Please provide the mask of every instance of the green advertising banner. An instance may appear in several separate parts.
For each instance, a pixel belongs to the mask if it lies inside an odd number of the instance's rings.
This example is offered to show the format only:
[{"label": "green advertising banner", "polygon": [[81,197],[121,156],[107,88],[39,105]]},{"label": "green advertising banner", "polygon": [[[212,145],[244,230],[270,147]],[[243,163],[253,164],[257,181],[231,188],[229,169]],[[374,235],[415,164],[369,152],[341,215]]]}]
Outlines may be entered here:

····················

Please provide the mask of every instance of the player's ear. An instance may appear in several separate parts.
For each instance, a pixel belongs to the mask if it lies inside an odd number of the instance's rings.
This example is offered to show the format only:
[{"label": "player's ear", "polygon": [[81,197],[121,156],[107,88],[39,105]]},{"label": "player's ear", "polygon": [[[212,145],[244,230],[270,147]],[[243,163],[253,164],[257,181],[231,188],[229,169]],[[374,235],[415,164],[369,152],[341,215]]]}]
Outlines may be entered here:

····················

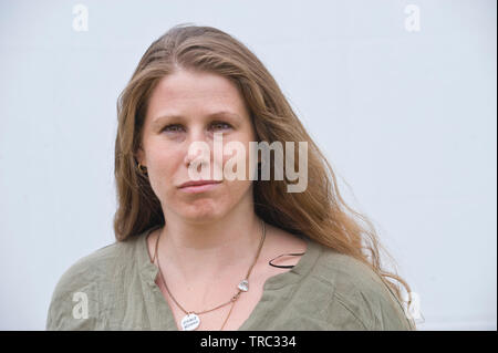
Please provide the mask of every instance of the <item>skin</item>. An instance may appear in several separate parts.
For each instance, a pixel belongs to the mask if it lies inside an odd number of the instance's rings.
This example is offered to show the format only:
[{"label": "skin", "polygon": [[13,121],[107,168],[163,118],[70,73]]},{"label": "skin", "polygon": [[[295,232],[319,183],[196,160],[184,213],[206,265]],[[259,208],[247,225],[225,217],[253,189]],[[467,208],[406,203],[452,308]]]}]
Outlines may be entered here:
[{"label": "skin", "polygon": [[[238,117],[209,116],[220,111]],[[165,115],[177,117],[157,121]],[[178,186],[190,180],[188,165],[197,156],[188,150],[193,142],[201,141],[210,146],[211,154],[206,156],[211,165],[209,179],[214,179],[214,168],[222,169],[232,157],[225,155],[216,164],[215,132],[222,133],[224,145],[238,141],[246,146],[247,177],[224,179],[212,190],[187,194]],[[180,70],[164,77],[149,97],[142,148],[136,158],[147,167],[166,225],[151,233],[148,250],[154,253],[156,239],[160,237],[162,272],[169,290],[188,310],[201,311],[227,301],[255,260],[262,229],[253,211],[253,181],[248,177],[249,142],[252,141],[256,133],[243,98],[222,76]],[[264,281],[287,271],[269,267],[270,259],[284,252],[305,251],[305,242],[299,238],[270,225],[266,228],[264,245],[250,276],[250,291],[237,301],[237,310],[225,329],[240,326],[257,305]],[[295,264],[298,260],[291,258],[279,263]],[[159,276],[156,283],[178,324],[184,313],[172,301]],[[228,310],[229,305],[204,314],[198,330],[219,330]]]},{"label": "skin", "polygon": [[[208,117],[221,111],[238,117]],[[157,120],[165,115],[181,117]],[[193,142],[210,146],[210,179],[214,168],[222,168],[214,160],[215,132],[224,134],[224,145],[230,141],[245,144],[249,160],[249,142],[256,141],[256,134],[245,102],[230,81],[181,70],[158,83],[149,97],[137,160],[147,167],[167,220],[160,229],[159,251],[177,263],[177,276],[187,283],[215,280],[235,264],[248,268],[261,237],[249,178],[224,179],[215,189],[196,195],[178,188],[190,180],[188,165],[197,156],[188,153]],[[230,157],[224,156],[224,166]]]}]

····················

The request
Pull out every line of the rows above that contains the string "banner", matching case exactly, and copy each one unchanged.

Full answer
Please provide the mask of every instance of the green advertising banner. An instance may appear in several separate parts.
[{"label": "green advertising banner", "polygon": [[81,197],[121,156],[107,88],[39,105]]},{"label": "green advertising banner", "polygon": [[[212,145],[244,230],[270,147]],[[243,163],[253,164],[257,181],[231,188],[229,169]],[[374,235],[415,164],[369,152],[341,215]]]}]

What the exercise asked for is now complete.